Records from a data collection
- - - - -
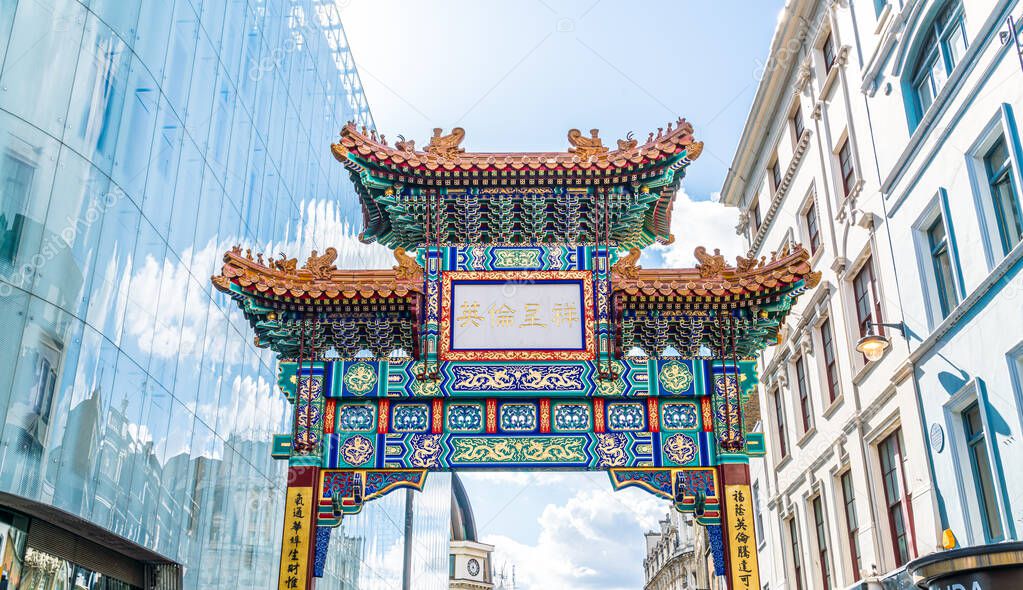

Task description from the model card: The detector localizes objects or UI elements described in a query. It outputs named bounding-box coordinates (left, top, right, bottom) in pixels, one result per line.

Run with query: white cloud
left=647, top=186, right=743, bottom=268
left=483, top=488, right=667, bottom=590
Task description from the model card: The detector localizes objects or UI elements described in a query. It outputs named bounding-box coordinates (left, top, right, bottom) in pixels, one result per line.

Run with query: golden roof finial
left=424, top=128, right=466, bottom=159
left=567, top=128, right=608, bottom=159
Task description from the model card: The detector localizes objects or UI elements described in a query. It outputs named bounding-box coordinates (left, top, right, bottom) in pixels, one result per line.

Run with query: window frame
left=812, top=495, right=832, bottom=589
left=805, top=200, right=822, bottom=255
left=822, top=32, right=837, bottom=75
left=788, top=516, right=805, bottom=590
left=985, top=136, right=1023, bottom=256
left=839, top=471, right=862, bottom=582
left=773, top=387, right=789, bottom=460
left=819, top=317, right=839, bottom=403
left=749, top=196, right=762, bottom=237
left=753, top=481, right=765, bottom=547
left=792, top=105, right=805, bottom=141
left=943, top=379, right=1011, bottom=546
left=877, top=429, right=915, bottom=567
left=966, top=106, right=1023, bottom=270
left=838, top=139, right=856, bottom=198
left=770, top=157, right=783, bottom=194
left=927, top=215, right=957, bottom=318
left=908, top=2, right=968, bottom=123
left=795, top=355, right=813, bottom=433
left=851, top=256, right=883, bottom=339
left=912, top=194, right=964, bottom=328
left=962, top=401, right=1004, bottom=542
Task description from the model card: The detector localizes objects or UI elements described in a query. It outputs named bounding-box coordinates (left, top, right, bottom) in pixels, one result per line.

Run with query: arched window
left=910, top=2, right=967, bottom=119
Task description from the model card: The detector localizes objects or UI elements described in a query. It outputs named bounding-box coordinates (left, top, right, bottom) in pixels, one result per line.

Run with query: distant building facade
left=722, top=0, right=1023, bottom=588
left=643, top=508, right=714, bottom=590
left=450, top=474, right=494, bottom=590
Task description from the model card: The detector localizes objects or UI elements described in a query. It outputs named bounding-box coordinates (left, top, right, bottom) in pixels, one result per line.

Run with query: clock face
left=467, top=558, right=480, bottom=577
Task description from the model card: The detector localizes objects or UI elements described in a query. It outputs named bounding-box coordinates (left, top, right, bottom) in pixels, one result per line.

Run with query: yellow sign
left=279, top=485, right=314, bottom=589
left=724, top=483, right=761, bottom=590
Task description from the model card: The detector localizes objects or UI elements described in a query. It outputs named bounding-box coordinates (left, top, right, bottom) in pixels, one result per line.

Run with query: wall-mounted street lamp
left=1000, top=15, right=1023, bottom=73
left=855, top=320, right=907, bottom=362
- - - - -
=== WHAT YOU WILL DO ===
Make an exact copy of the records above, one that has none of the pictures.

=== EXPECTED ANSWER ===
Task description from the model card: The detector localizes objects or UI elements described in a query. It outputs named bounding-box coordinates (left, top, right, bottom) in pixels, one result per line.

Run with query: white cloud
left=647, top=186, right=743, bottom=268
left=483, top=488, right=667, bottom=590
Task description from the model card: The detector localizes objects or UI elements described in a query. It outputs named bounding-box coordinates (left, top, right, bottom) in pixels, one result per line.

Run with query: golden roof finial
left=424, top=128, right=466, bottom=159
left=567, top=128, right=608, bottom=159
Task description from the model card: The detector localizes objects or UI elements described in a query. It outputs named bounding-box coordinates (left, top, right, bottom) in pixels, one result per line.

Run with query: window frame
left=812, top=495, right=832, bottom=589
left=805, top=200, right=822, bottom=255
left=822, top=32, right=837, bottom=75
left=788, top=516, right=805, bottom=590
left=985, top=136, right=1023, bottom=256
left=839, top=471, right=862, bottom=582
left=773, top=387, right=789, bottom=460
left=819, top=317, right=839, bottom=403
left=749, top=196, right=762, bottom=237
left=753, top=481, right=765, bottom=547
left=792, top=105, right=805, bottom=141
left=943, top=379, right=1011, bottom=546
left=877, top=429, right=915, bottom=567
left=966, top=106, right=1023, bottom=270
left=838, top=139, right=856, bottom=198
left=770, top=157, right=783, bottom=194
left=927, top=215, right=957, bottom=318
left=908, top=2, right=968, bottom=123
left=795, top=355, right=813, bottom=433
left=851, top=256, right=883, bottom=339
left=912, top=194, right=964, bottom=328
left=962, top=401, right=1004, bottom=542
Task description from the model card: The detector localizes objects or UI elements described in a query. It outputs named bounding-box coordinates (left, top, right, bottom) in pixels, one result per line.

Run with query: arched window
left=910, top=2, right=967, bottom=119
Task description from the model card: The detector localizes objects or UI elements described in a query. It outputs named bounding-box coordinates (left, top, right, bottom) in pixels, one result per line.

Run with query: distant building facade
left=722, top=0, right=1023, bottom=588
left=643, top=508, right=714, bottom=590
left=450, top=474, right=494, bottom=590
Task description from the model card: The detector localizes objects or UI elements described in a query. It outputs named bounding-box coordinates (left, top, right, bottom) in pixels, one result per line.

Run with query: clock face
left=467, top=558, right=480, bottom=577
Task description from the model card: The detector localizes objects or UI elements described in a query. It outputs named bounding-box coordinates (left, top, right, bottom) in pixels, one result per line.

Run with query: yellow sign
left=279, top=485, right=314, bottom=589
left=724, top=483, right=761, bottom=590
Task description from the model card: The detector localizes objects or UI elements described in a query. It outputs named bounding-box coordinates (left, top, right, bottom) in pixels, one result per line.

Run with query: wall-mounted street lamp
left=1000, top=15, right=1023, bottom=73
left=855, top=320, right=907, bottom=362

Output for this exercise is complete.